* _WRITTEN INSTRUCTION_:
Rewrite all of the entries below, putting "center" wherever "innermost point" appears and keeping every other part identical.

>> Start SUPPLIED DATA

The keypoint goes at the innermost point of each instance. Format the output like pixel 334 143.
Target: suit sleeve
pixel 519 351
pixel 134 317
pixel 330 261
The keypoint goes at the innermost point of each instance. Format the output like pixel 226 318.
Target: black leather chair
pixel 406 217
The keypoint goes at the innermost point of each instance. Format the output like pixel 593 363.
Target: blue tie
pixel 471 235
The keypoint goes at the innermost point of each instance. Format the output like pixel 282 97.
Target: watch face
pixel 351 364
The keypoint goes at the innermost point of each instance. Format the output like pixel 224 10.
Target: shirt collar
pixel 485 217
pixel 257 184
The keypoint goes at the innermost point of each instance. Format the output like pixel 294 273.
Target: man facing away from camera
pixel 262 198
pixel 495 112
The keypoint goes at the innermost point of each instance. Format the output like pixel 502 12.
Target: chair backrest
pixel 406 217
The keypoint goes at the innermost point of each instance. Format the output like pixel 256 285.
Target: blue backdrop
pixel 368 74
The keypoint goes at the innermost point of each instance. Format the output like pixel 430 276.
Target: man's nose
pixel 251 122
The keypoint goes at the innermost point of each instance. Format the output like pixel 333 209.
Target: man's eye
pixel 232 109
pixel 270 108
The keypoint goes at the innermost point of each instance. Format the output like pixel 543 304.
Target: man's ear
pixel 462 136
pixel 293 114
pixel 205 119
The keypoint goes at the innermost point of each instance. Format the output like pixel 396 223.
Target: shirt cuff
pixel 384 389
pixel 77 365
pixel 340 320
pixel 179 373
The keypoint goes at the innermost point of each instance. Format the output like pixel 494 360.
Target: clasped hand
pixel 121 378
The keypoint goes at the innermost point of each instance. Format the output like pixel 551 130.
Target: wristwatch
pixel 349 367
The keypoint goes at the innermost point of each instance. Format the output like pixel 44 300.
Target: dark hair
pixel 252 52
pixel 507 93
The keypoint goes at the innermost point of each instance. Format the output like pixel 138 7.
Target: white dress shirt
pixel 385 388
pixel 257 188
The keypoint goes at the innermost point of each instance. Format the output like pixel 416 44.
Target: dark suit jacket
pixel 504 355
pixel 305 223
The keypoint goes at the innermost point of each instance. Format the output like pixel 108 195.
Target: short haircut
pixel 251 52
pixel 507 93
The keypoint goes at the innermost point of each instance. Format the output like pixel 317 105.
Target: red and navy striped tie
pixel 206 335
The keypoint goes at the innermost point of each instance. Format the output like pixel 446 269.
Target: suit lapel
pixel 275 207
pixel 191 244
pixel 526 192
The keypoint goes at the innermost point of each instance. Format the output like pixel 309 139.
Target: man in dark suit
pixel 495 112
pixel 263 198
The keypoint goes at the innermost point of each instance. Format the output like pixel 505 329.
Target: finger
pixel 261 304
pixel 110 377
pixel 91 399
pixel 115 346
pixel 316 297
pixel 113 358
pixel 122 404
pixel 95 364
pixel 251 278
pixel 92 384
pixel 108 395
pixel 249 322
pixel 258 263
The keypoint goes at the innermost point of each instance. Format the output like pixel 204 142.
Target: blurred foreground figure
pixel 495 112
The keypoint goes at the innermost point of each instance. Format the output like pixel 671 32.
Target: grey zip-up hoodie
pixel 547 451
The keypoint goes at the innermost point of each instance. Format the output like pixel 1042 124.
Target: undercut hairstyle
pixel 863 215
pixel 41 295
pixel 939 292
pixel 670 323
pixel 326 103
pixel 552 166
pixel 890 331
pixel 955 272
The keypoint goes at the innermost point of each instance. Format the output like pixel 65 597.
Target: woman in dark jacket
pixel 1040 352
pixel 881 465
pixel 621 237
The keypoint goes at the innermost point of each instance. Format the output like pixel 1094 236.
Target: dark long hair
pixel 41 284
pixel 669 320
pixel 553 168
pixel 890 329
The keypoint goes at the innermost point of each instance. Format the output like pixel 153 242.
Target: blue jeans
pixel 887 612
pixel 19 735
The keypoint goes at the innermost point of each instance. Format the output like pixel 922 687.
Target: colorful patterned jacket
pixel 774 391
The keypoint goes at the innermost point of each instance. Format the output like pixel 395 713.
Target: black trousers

>> End SUPPLIED DATA

* _EXERCISE RESPONSE_:
The keypoint goes at the center of each instance. Format the output like pixel 334 143.
Target: suit sleeve
pixel 519 351
pixel 134 317
pixel 330 261
The keypoint goes at the center of each instance. Format the output like pixel 226 318.
Target: black leather chair
pixel 406 217
The keypoint goes at the center of each instance. Format the output like pixel 593 363.
Target: blue tie
pixel 471 235
The keypoint goes at the center of each instance. Format the output like pixel 282 97.
Target: watch face
pixel 351 364
The keypoint goes at the center of each instance. Format the output like pixel 224 10.
Target: shirt collar
pixel 485 217
pixel 257 184
The keypoint goes at the center of each instance. Format the output like pixel 294 273.
Target: man facing away from camera
pixel 262 198
pixel 495 112
The keypoint goes at the center of each instance. Format the output like pixel 502 12.
Target: chair backrest
pixel 406 217
The keypoint goes at the center of each instance. Format the output like pixel 256 285.
Target: blue backdrop
pixel 368 74
The keypoint goes at the center of each instance. Format the output like pixel 430 276.
Target: man's nose
pixel 251 122
The keypoint goes at the center of each instance. Format the output like pixel 333 209.
Target: man's eye
pixel 232 109
pixel 270 108
The keypoint goes at the center of each instance. Format the output like pixel 543 304.
Target: man's ear
pixel 462 136
pixel 293 114
pixel 205 119
The keypoint goes at the center of each instance. Format the output like pixel 396 223.
Target: shirt cuff
pixel 384 389
pixel 77 365
pixel 340 320
pixel 179 373
The keypoint goes at the center of each instance. Format the output like pixel 494 360.
Target: clasped hand
pixel 121 378
The keypoint goes at the center of each instance. Format the output like pixel 551 130.
Target: wristwatch
pixel 349 367
The keypoint goes at the center of each instance. Format the output like pixel 44 300.
Target: dark hair
pixel 252 52
pixel 507 93
The keypoint goes at the center of each instance. Format the output like pixel 138 7.
Target: white dress shirt
pixel 385 388
pixel 257 188
The keypoint goes at the center of each instance. Format the output like pixel 416 44.
Target: dark suit jacket
pixel 504 355
pixel 305 223
The keypoint goes at the center of each instance. Format the output like pixel 108 195.
Target: short haircut
pixel 251 52
pixel 507 93
The keypoint goes at the center of each instance. Format the output like pixel 317 105.
Target: red and navy striped tie
pixel 206 335
The keypoint goes at the center of each instance. Format the output like pixel 446 269.
Target: suit lapel
pixel 275 207
pixel 191 244
pixel 526 192
The keypoint goes at the center of each instance. Format the output like pixel 309 139.
Target: man in dark suit
pixel 495 112
pixel 263 198
The keypoint goes at the center of each instance. Format the output like pixel 505 329.
Target: finger
pixel 261 304
pixel 110 377
pixel 91 399
pixel 115 346
pixel 316 297
pixel 113 358
pixel 122 404
pixel 95 364
pixel 251 278
pixel 92 384
pixel 108 395
pixel 249 322
pixel 258 263
The keypoint goes at the center of each instance. Format the output like pixel 204 142.
Target: blurred foreground figure
pixel 495 112
The keypoint goes at the center of each instance. Format the output like pixel 671 32.
Target: grey zip-up hoodie
pixel 547 451
The keypoint goes at the center of each instance. Format the output like pixel 1042 124.
Target: undercut hairstyle
pixel 863 215
pixel 41 295
pixel 939 292
pixel 670 323
pixel 326 103
pixel 552 166
pixel 890 331
pixel 955 272
The keypoint goes at the center of each instance. Format the output like pixel 65 597.
Target: woman in dark jacket
pixel 1040 352
pixel 881 465
pixel 621 237
The keypoint goes at the center of each instance. Format the output like pixel 1094 236.
Target: dark long hair
pixel 41 284
pixel 669 320
pixel 553 168
pixel 890 329
The keypoint goes at the center of each instance. Format the output like pixel 153 242.
Target: blue jeans
pixel 887 612
pixel 19 735
The keypoint goes at the center of each instance. Format the output like pixel 922 687.
Target: colorful patterned jacket
pixel 774 391
The keypoint goes at the center of each instance. Format the output like pixel 395 713.
Target: black trousers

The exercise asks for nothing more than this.